What to produce >> The response must consist of the complete listing below, reproduced without alteration.

The records below:

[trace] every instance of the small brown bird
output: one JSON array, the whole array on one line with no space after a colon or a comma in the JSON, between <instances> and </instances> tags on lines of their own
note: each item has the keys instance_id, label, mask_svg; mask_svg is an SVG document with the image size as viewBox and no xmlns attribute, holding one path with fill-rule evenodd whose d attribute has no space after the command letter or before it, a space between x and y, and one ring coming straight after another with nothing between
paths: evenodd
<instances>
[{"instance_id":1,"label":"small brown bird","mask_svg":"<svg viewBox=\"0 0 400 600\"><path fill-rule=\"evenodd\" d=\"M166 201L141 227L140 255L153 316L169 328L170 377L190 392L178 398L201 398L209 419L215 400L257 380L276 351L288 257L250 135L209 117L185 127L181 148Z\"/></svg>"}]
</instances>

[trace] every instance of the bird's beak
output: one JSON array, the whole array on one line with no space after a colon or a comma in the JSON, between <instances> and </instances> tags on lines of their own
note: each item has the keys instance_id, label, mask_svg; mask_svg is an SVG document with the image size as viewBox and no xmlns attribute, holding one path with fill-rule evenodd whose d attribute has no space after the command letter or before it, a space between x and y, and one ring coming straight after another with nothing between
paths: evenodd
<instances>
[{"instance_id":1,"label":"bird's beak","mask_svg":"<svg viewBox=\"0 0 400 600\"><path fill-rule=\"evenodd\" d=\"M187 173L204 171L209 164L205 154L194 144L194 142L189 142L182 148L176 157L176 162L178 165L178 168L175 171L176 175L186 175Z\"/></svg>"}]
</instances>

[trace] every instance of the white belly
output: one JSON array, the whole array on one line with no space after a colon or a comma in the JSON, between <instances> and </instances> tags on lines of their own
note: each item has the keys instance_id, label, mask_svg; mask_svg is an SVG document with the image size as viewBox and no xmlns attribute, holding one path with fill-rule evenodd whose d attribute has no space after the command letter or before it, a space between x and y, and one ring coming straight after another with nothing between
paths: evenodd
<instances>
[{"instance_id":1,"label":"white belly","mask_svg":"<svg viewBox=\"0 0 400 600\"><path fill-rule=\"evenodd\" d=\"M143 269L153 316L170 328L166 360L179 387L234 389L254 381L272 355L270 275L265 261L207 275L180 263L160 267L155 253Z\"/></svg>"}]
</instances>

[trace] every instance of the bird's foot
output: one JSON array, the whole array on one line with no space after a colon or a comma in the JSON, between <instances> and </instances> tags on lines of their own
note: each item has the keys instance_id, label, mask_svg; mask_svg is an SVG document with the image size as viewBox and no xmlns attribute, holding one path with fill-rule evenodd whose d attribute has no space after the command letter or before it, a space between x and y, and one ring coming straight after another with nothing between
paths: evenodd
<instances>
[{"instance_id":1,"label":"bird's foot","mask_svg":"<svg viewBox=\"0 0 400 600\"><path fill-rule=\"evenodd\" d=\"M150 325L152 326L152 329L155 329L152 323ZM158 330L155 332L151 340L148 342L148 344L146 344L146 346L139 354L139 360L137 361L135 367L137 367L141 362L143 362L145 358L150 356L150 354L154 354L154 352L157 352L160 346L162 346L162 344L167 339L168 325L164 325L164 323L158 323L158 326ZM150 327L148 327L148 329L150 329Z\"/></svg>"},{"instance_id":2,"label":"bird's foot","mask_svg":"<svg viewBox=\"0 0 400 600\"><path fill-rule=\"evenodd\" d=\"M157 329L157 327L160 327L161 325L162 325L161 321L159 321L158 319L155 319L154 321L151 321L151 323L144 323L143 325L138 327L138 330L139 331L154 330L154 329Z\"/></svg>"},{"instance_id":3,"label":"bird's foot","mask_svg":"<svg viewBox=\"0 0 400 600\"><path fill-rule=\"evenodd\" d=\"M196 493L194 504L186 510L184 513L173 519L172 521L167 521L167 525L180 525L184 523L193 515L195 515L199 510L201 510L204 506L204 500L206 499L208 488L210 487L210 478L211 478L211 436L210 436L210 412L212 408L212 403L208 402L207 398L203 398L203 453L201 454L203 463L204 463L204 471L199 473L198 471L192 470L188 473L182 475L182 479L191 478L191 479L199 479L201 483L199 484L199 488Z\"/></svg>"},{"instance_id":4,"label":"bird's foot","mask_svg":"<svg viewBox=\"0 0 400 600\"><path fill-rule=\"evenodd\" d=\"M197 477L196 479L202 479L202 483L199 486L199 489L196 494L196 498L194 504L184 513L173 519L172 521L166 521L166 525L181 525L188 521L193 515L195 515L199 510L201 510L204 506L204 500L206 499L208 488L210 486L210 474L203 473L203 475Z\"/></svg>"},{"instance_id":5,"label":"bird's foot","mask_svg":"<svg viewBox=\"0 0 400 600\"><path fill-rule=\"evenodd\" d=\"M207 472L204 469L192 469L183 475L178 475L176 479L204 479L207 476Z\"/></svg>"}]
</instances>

End of The records.

Response for this exercise >>
[trace] every instance of the small brown bird
output: one JSON array, the whole array on one line with no space after a colon or a comma in the JSON, between <instances> and </instances> tags on lines of their own
note: each item has the keys instance_id, label, mask_svg; mask_svg is an SVG document with the image size as viewBox and no xmlns attribute, holding one path with fill-rule evenodd whose d attribute has no space after the command letter or before it, a space between x and y, and one ring coming straight after another with nothing between
paths: evenodd
<instances>
[{"instance_id":1,"label":"small brown bird","mask_svg":"<svg viewBox=\"0 0 400 600\"><path fill-rule=\"evenodd\" d=\"M166 201L141 227L140 255L153 316L169 328L170 377L190 392L178 398L201 398L209 419L215 400L257 380L276 351L288 257L250 135L209 117L185 127L181 148Z\"/></svg>"}]
</instances>

[trace] every instance of the bird's beak
output: one JSON array, the whole array on one line with no space after a colon or a comma in the JSON, between <instances> and </instances> tags on lines of their own
note: each item has the keys instance_id, label, mask_svg; mask_svg is an SVG document with the image size as viewBox and no xmlns attribute, holding one path with fill-rule evenodd whose d attribute has no space after the command letter or before it, a space between x and y, and one ring coming straight after another with nothing between
paths: evenodd
<instances>
[{"instance_id":1,"label":"bird's beak","mask_svg":"<svg viewBox=\"0 0 400 600\"><path fill-rule=\"evenodd\" d=\"M187 173L204 171L209 164L205 154L194 144L194 142L189 142L182 148L176 157L176 162L178 165L178 168L175 171L176 175L186 175Z\"/></svg>"}]
</instances>

[trace] every instance of the white belly
output: one JSON array, the whole array on one line with no space after a colon or a comma in the JSON, between <instances> and </instances> tags on lines of their own
note: each item has the keys instance_id, label, mask_svg; mask_svg is an SVG document with the image size as viewBox and no xmlns attribute, holding one path with fill-rule evenodd whose d attribute has no space after the command letter or before it, a space between x and y, and one ring coming straight after another with nothing between
paths: evenodd
<instances>
[{"instance_id":1,"label":"white belly","mask_svg":"<svg viewBox=\"0 0 400 600\"><path fill-rule=\"evenodd\" d=\"M143 269L153 316L170 328L166 360L179 387L234 389L254 381L272 355L270 275L265 261L207 275L180 263L160 267L155 253Z\"/></svg>"}]
</instances>

[trace] every instance of the bird's foot
output: one JSON array, the whole array on one line with no space after a colon or a comma in the JSON, between <instances> and </instances> tags on lines of their own
note: each item has the keys instance_id, label, mask_svg; mask_svg is an SVG document with the image size as viewBox and no xmlns attribute, holding one path with fill-rule evenodd whose d attribute has no space after the command letter or before it, a space between x and y, and one ring coming straight after another with nothing between
paths: evenodd
<instances>
[{"instance_id":1,"label":"bird's foot","mask_svg":"<svg viewBox=\"0 0 400 600\"><path fill-rule=\"evenodd\" d=\"M150 325L152 326L152 329L155 329L152 323ZM158 330L155 332L151 340L148 342L148 344L146 344L146 346L139 354L139 360L137 361L135 367L137 367L141 362L143 362L145 358L150 356L150 354L154 354L154 352L157 352L160 346L162 346L162 344L167 339L168 325L164 325L164 323L158 323L158 326ZM150 327L148 327L148 329L150 329Z\"/></svg>"},{"instance_id":2,"label":"bird's foot","mask_svg":"<svg viewBox=\"0 0 400 600\"><path fill-rule=\"evenodd\" d=\"M157 329L157 327L160 327L161 325L162 325L161 321L159 321L158 319L155 319L154 321L151 321L151 323L144 323L143 325L138 327L138 330L139 331L154 330L154 329Z\"/></svg>"},{"instance_id":3,"label":"bird's foot","mask_svg":"<svg viewBox=\"0 0 400 600\"><path fill-rule=\"evenodd\" d=\"M196 493L194 504L186 510L184 513L173 519L172 521L167 521L167 525L180 525L184 523L193 515L195 515L199 510L201 510L204 506L204 500L206 499L208 488L210 487L210 478L211 478L211 436L210 436L210 412L212 408L212 403L208 402L207 398L203 398L203 453L201 454L203 463L204 463L204 471L199 473L198 471L192 470L188 473L182 475L182 479L191 478L191 479L199 479L201 483L199 484L199 488Z\"/></svg>"},{"instance_id":4,"label":"bird's foot","mask_svg":"<svg viewBox=\"0 0 400 600\"><path fill-rule=\"evenodd\" d=\"M197 477L196 479L202 479L202 483L199 486L199 489L196 494L196 498L194 504L184 513L173 519L172 521L166 521L166 525L181 525L188 521L193 515L195 515L199 510L201 510L204 506L204 500L206 499L208 488L210 486L210 474L203 473L203 475Z\"/></svg>"},{"instance_id":5,"label":"bird's foot","mask_svg":"<svg viewBox=\"0 0 400 600\"><path fill-rule=\"evenodd\" d=\"M207 472L204 469L192 469L183 475L178 475L176 479L204 479L207 476Z\"/></svg>"}]
</instances>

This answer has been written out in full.